Please find each line in the records that contains the word "negative" and copy those lines.

--------------------------------------------------

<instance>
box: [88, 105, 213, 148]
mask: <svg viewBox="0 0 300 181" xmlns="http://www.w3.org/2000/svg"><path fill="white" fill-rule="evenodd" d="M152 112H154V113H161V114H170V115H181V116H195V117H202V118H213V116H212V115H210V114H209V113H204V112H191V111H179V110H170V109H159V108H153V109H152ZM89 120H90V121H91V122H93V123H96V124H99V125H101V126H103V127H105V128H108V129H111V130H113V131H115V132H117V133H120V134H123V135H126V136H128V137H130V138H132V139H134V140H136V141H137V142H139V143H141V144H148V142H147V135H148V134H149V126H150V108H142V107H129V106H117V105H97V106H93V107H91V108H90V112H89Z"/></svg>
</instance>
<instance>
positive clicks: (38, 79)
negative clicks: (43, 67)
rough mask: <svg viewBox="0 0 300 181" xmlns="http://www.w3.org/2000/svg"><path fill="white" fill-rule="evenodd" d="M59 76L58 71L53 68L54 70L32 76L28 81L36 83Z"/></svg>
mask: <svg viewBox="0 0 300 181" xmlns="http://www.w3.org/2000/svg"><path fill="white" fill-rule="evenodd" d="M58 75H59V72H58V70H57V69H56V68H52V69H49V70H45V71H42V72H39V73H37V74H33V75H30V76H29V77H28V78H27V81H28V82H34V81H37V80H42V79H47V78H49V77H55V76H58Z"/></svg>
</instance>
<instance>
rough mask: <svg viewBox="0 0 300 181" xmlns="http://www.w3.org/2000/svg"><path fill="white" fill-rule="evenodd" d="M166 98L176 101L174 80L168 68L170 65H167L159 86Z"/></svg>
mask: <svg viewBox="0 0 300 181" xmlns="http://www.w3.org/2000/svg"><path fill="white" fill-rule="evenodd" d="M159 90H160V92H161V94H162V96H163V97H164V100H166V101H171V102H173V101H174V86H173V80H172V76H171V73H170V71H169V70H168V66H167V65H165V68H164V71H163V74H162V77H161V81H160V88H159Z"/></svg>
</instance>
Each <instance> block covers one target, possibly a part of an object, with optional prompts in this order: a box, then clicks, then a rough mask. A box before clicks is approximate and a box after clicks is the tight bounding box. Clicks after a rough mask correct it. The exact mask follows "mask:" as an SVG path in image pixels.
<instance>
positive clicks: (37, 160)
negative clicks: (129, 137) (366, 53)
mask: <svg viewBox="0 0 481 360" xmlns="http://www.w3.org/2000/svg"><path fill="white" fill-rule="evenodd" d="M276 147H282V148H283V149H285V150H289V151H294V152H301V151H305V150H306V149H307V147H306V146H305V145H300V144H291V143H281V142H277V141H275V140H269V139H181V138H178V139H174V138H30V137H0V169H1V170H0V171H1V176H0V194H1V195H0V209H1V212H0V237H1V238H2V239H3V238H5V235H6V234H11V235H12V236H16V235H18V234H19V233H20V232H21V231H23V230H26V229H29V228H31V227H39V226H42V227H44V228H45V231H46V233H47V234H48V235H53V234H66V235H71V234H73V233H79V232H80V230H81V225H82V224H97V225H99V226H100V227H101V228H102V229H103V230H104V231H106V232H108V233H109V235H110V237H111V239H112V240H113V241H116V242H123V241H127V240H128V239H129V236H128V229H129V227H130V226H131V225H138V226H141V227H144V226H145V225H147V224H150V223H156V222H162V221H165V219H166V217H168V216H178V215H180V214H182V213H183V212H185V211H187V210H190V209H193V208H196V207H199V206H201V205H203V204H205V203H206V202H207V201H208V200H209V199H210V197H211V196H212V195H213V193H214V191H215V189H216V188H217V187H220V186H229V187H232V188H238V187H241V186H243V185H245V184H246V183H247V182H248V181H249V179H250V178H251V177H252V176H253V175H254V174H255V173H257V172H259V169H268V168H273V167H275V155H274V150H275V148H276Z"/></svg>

--------------------------------------------------

**Result of the exercise**
negative clicks: (43, 67)
negative clicks: (129, 137) (366, 53)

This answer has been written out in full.